**WHAT TO WORK ON:**
[A] Duplicate the passage of the jellyfish article from "Still stumped, Mr" up to and including "Dr Gershwin said.".
[B] Answer these questions using the jellyfish article:
(i) In which town is Mr Borcherds' scuba dive company based?
(ii) In what month and year was the jellyfish caught on the Great Barrier Reef?
(iii) In what year was Chirodectes maculatus first described?
[C] Write the next part of the article about the jellyfish sighted off Papua New Guinea, starting after its last sentence.

**DOCUMENT EXTRACT:**
+++++

When scuba diver Dorian Borcherds turned on his video camera, he became transfixed by the giant translucent mass bobbing along beside him.
- The jellyfish could be Chirodectes maculatus, first spotted in 1997 by a team of scientists on the Great Barrier Reef
- Spotted off Papua New Guinea, this jellyfish has scientists excited
- Experts are determining whether it is in fact a new species
What he had captured on film in the watery depths off Papua New Guinea now has marine biologists excited.
The jellyfish was believed to be one officially sighted only once before off the coast of Far North Queensland — a quarter of a century ago — but it could also be a new species, a researcher believes.
The owner of a Kavieng-based scuba dive company, Mr Borcherds was diving with a customer in December when he spotted the strange creature and described it on social media.
“Saw a new type of jellyfish while diving today. It has cool markings and is a bit bigger than a soccer ball and they are quite fast swimming,” he wrote at the time.
Still stumped, Mr Borcherds enlisted his daughter in South Africa for help.
“I thought it was interesting as I had never seen one of these before, so I sent [the video] to my daughter who downloaded a jellyfish app,” he said.
“It couldn’t be identified, so she uploaded the footage to the app and within half an hour she had a very excited jellyfish expert on the phone from Tasmania.”
That expert was Lisa-ann Gershwin from the Australian Marine Stinger Advisory Service, who at first thought it was the same jellyfish caught on the Great Barrier Reef in May 1997.
“I was complete gobsmacked when they sent me through the photos,” Dr Gershwin said.
“I thought, oh my God, what is this thing and where is it?
“This species had only been spotted once on the Great Barrier Reef in the 1990s.”
Chirodectes maculatus was first described in 2005 by a team of Australian scientists after they caught and preserved a specimen in 1997.

+++++

**GIVEN RECORDS:**

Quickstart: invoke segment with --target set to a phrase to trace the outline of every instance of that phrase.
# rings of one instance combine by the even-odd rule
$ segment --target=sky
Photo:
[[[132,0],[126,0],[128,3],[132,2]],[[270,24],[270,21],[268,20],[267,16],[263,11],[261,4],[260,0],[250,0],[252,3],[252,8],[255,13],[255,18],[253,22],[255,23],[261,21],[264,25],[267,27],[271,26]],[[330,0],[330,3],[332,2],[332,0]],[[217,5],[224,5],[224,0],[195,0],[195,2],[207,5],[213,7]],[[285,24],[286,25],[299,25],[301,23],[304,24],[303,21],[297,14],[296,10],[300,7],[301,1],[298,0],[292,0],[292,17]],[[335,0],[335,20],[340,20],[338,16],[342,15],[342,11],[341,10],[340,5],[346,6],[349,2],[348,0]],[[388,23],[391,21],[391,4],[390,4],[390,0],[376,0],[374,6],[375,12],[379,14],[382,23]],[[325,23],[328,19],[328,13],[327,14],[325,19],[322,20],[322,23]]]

+++++

**ANSWER SET:**
[A]
Still stumped, Mr Borcherds enlisted his daughter in South Africa for help.
“I thought it was interesting as I had never seen one of these before, so I sent [the video] to my daughter who downloaded a jellyfish app,” he said.
“It couldn’t be identified, so she uploaded the footage to the app and within half an hour she had a very excited jellyfish expert on the phone from Tasmania.”
That expert was Lisa-ann Gershwin from the Australian Marine Stinger Advisory Service, who at first thought it was the same jellyfish caught on the Great Barrier Reef in May 1997.
“I was complete gobsmacked when they sent me through the photos,” Dr Gershwin said.

[B]
(i) Kavieng
(ii) May 1997
(iii) 2005

[C]
The scientists initially described the species as Chiropsalmus.
Dr Gershwin said she published another paper on the organism’s classification a year later and officially moved it to the genus Chirodecteswhere it was accepted.
After researching the video, Dr Gershwin worked closely with the Queensland Museum in Brisbane where the original Queensland specimen was stored.
“They sent me the video and I was able to go through it frame by frame,” Dr Gershwin said.
“We compared the two separate jellyfish and I concluded that the one filmed off Papua New Guinea [by Mr Borcherds] is a new undiscovered species.
“I called Dorian and said, ‘Are you sitting down?’ and when I told him I thought it was a brand new species, he was very excited.”
A new species?
While Dr Gershwin is convinced it is a new species, she is yet to submit her findings in a paper to be peer-reviewed.
“A new species is considered like a hypothesis, it has to be tested,” she said.
“It’s not technically discovered until it has been formally named and classified.
“I’m being very meticulous as I was involved in the re-classification of the original species, so I want to be more than right, I’m crossing every t and dotting every i.
“On top of that, we still have the mystery of where did the Great Barrier Reef specimen come from?”